▸ **What to produce**: Can you reproduce the data beneath, keeping every line exact?

▸ **Material to process**:
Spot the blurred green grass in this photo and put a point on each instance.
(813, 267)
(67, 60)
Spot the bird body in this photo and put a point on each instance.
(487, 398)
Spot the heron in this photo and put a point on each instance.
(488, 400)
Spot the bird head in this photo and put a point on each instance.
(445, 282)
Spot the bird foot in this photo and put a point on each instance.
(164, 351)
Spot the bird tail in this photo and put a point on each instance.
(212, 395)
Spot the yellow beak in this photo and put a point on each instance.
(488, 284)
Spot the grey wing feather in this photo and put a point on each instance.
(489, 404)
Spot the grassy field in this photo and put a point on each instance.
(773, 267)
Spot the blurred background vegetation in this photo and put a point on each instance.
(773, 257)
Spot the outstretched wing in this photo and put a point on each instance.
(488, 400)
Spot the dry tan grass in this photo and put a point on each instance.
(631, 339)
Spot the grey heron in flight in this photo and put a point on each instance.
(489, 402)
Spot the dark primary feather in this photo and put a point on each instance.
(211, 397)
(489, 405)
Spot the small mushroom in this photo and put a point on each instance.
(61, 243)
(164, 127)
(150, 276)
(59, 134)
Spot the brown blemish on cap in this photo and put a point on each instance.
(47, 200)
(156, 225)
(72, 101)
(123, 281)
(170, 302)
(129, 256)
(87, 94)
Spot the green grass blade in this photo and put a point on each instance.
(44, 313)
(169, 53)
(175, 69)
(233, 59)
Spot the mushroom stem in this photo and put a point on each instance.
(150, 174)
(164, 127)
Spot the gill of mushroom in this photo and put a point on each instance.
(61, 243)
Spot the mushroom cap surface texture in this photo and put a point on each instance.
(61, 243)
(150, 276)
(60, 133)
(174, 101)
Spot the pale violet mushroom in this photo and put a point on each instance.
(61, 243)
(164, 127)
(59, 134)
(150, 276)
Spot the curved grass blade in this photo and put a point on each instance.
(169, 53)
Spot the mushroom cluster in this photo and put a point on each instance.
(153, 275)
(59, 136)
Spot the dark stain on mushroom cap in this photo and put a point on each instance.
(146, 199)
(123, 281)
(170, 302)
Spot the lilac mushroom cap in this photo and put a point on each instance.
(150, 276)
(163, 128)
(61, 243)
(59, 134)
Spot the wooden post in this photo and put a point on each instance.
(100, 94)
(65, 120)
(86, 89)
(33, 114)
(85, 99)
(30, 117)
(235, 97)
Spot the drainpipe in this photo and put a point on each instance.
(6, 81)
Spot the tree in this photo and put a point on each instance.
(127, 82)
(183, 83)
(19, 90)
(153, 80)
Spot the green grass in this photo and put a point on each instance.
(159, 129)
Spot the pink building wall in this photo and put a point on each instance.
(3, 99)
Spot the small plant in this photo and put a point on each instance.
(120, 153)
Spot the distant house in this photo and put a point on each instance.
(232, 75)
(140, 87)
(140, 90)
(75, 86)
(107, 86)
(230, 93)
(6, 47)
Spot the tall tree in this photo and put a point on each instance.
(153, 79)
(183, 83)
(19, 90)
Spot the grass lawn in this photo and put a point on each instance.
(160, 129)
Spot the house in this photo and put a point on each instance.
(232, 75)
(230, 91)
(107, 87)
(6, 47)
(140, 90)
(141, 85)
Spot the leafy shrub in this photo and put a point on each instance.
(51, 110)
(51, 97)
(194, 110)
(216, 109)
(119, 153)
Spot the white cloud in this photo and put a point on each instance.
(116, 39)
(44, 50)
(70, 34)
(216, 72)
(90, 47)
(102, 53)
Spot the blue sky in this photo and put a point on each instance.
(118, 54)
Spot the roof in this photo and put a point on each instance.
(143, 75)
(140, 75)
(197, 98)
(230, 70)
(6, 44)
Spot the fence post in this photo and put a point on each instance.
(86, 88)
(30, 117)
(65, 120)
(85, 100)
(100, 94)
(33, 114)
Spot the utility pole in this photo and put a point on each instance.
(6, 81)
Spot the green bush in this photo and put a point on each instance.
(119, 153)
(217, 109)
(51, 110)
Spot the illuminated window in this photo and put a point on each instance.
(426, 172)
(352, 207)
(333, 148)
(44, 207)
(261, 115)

▸ **Response area**:
Spot the blurred green grass in this photo and put a point on each instance.
(813, 267)
(67, 60)
Spot the bird body in this photo and put a point on each instance.
(487, 398)
Spot the heron in this photo and put a point on each instance.
(488, 400)
Spot the bird head in this photo and put a point on each instance.
(445, 282)
Spot the bird foot in this photo and put a point on each instance.
(164, 351)
Spot the bird tail in this photo and put a point on each instance.
(212, 395)
Spot the yellow beak in this photo and put a point on each instance.
(488, 284)
Spot the grey wing feather in this photo and put a point on each instance.
(489, 404)
Spot the grassy field in this photo and put a point on each instance.
(773, 267)
Spot the blurred background vegetation in this photo and put a point on each instance.
(773, 257)
Spot the outstretched wing in this photo and put a point on each instance.
(488, 400)
Spot the dry tan grass in this photo and put a point on each instance.
(631, 339)
Spot the grey heron in flight in this photo and put a point on each instance.
(489, 402)
Spot the dark primary feather in this photo and put a point on each instance.
(211, 397)
(489, 405)
Spot the small mushroom in this photo and put a point on each instance.
(61, 243)
(164, 127)
(150, 276)
(59, 134)
Spot the brown blemish on cap in this photo and put a point on each instance.
(47, 200)
(156, 225)
(72, 101)
(123, 281)
(170, 302)
(129, 256)
(87, 94)
Spot the green grass blade in this photo and put a point on each instance.
(44, 313)
(169, 53)
(175, 69)
(233, 59)
Spot the mushroom stem in this photo and put a point on each instance.
(150, 174)
(164, 127)
Spot the gill of mushroom in this photo and put a point on each instance.
(61, 243)
Spot the mushroom cap surface texture in this photo and put a point on each instance.
(61, 243)
(150, 276)
(60, 133)
(174, 101)
Spot the pale violet mushroom in this photo and put a point on each instance.
(61, 243)
(164, 127)
(59, 134)
(150, 276)
Spot the curved grass blade in this photo and put a point on each instance.
(169, 53)
Spot the mushroom cluster in this photo and put a point on each instance.
(153, 275)
(59, 136)
Spot the dark stain on mushroom cap in this photo and put a point on each instance.
(146, 199)
(123, 281)
(170, 302)
Spot the lilac mushroom cap in this photo and put a point on each instance.
(150, 276)
(163, 128)
(61, 243)
(59, 134)
Spot the wooden post in this photo and put a point on each instance.
(100, 94)
(65, 120)
(86, 89)
(33, 114)
(85, 99)
(30, 117)
(235, 97)
Spot the drainpipe in this photo and put a point on each instance.
(6, 81)
Spot the tree in this photo and put a point on each instance.
(127, 82)
(183, 83)
(19, 90)
(153, 80)
Spot the green grass in this photo and put a point on each instance.
(159, 129)
Spot the pink building wall in this photo and put a point on each instance.
(3, 99)
Spot the small plant in this photo and put a point on each instance.
(120, 153)
Spot the distant house in this photo and put a point on each instance.
(232, 75)
(140, 87)
(140, 90)
(75, 86)
(107, 86)
(230, 93)
(6, 47)
Spot the tall tree in this photo and put a point on each instance.
(153, 79)
(183, 83)
(19, 90)
Spot the grass lawn in this photo and put a point on each instance.
(160, 129)
Spot the house in this photo and put a point on each instance.
(232, 75)
(230, 91)
(107, 87)
(6, 47)
(140, 90)
(141, 85)
Spot the leafy shrub in this photo and put a point on each instance.
(51, 110)
(51, 97)
(194, 110)
(216, 109)
(119, 153)
Spot the white cloud in this photo and put a point on each instance.
(116, 39)
(44, 50)
(70, 34)
(216, 72)
(90, 47)
(102, 53)
Spot the blue sky in this photo and put a point on each instance.
(118, 54)
Spot the roof in this photo and put a point on each instance.
(143, 75)
(140, 75)
(197, 98)
(230, 70)
(6, 44)
Spot the fence post in this photo and put a point on each instance.
(86, 88)
(30, 117)
(65, 120)
(85, 100)
(100, 94)
(33, 114)
Spot the utility pole in this photo and put a point on each instance.
(6, 81)
Spot the green bush in this photo and put a point on each instance.
(119, 153)
(217, 109)
(51, 110)
Spot the illuminated window in this photo and put a point on each instance.
(426, 172)
(352, 207)
(333, 148)
(44, 207)
(261, 115)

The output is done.